__GIVEN TEXT__:
··········
Monday, June 25, 2007

Internal Relations and Historical Materialism

Marx insisted that his dialectical method, much of which derived from Hegel, was essential to his work on social reality and history. G.A. Cohen and others have attempted to reconstruct some of Marx's key theories, including his theory of history, in entirely non-dialectical terms. Cohen's historical materialism is, by his own account, a version of technological determinism. In response, some Marxists who reject technological determinism (both as an interpretation of Marx and as a substantive theory) have claimed that abandoning Marx's method necessarily results in distortions of the content of his views, and inevitably results in a picture of social reality and history that is excessively "mechanical," and obscures the "larger totalities" that constitute social reality by, as Sean Sayers puts it, "fragmenting the world into a disconnected series of atomic particulars." According to Sayers, in order to understand Marx, and in order to develop an adequate theory of history, we must employ a logic of internal relations, within which,
"concrete and particular things are always and essentially related, connected to and interacting with other things within a larger totality...this context of relations is internal and essential to the nature of things, not external and accidental."
Now Sayers may be right that analytic philosophers who employ only the logic of "external relations" in reconstructing Marxian theories miss certain important aspects of Marx's own thinking. But the language of dialectics that was used by Marx, and is used by many contemporary Marxists, is often obscure (as in the Sayers quote above), and so it is difficult to state precisely what the dialectical alternative to technological determinism is, and how the logic of internal relations is supposed to support that alternative. Furthermore, it is not entirely clear how to understand what the logic of internal relations is supposed to imply about the Marxian categories used in the construction of historical materialism, and the particulars that fall into those categories.

Sayers claims that while it's fine for physicists and engineers to treat ordinary physical objects as isolated atomic particulars, social scientists cannot usefully do so, since they seek to understand those objects as, for example, productive forces or commodities. And an object is only a productive force or a commodity when it exists in certain contexts, within certain relations of production. As Sayers puts it,
"A machine is a productive force only in the context of certain relations of production in which it is employed productively...these relations are essential - that is to say internal and not merely external - to its being a productive force."
The forces and relations of production, two of the fundamental categories that Marx employs in constructing his theory of history, then, are, according to Sayers, internally related, since objects such as machines are only productive forces in the context of certain relations of production. But there's an important ambiguity here: it's not clear whether machines are supposed to count as productive forces only when they are actually employed productively (as seems to be the suggestion of the first part of the above quote) within the prevailing relations of production, or whether they count as productive forces so long as they could be so employed within the prevailing relations. The former interpretation is problematic because if unused machines do not count as productive forces, then the Marxian claim that epochal transformations occur in part due to contradictions between the existing forces and relations, including the failure to optimally employ the existing productive forces, is undermined. The latter, on the other hand, is problematic because it is not clear on what basis we could ever conclude that an object that has the physical characteristics necessary to aid in productive activity couldn't possibly, given the existing relations of production, actually do so. So on this view it seems that knowing which relations prevail will be unnecessary in order to conclude that an object is a productive force, and the thesis that forces and relations are internally related turns out to be false.
··········
__RAW DATA__:
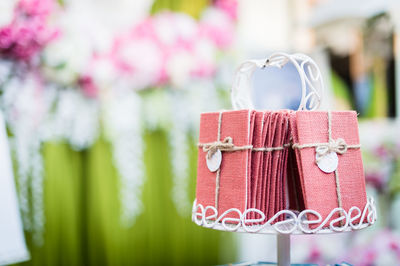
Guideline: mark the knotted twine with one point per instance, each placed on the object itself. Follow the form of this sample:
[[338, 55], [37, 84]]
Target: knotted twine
[[227, 145], [322, 149]]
··········
__SET OF TASKS__:
A - Restate word for word the passage of the post on internal relations and historical materialism that begins at the words "Now Sayers may" and stops after "into those categories.".
B - Name every person mentioned by name in the post on internal relations and historical materialism.

__RESPONSES IN ORDER__:
A -
Now Sayers may be right that analytic philosophers who employ only the logic of "external relations" in reconstructing Marxian theories miss certain important aspects of Marx's own thinking. But the language of dialectics that was used by Marx, and is used by many contemporary Marxists, is often obscure (as in the Sayers quote above), and so it is difficult to state precisely what the dialectical alternative to technological determinism is, and how the logic of internal relations is supposed to support that alternative. Furthermore, it is not entirely clear how to understand what the logic of internal relations is supposed to imply about the Marxian categories used in the construction of historical materialism, and the particulars that fall into those categories.

B -
- Marx
- Hegel
- G.A. Cohen
- Sean Sayers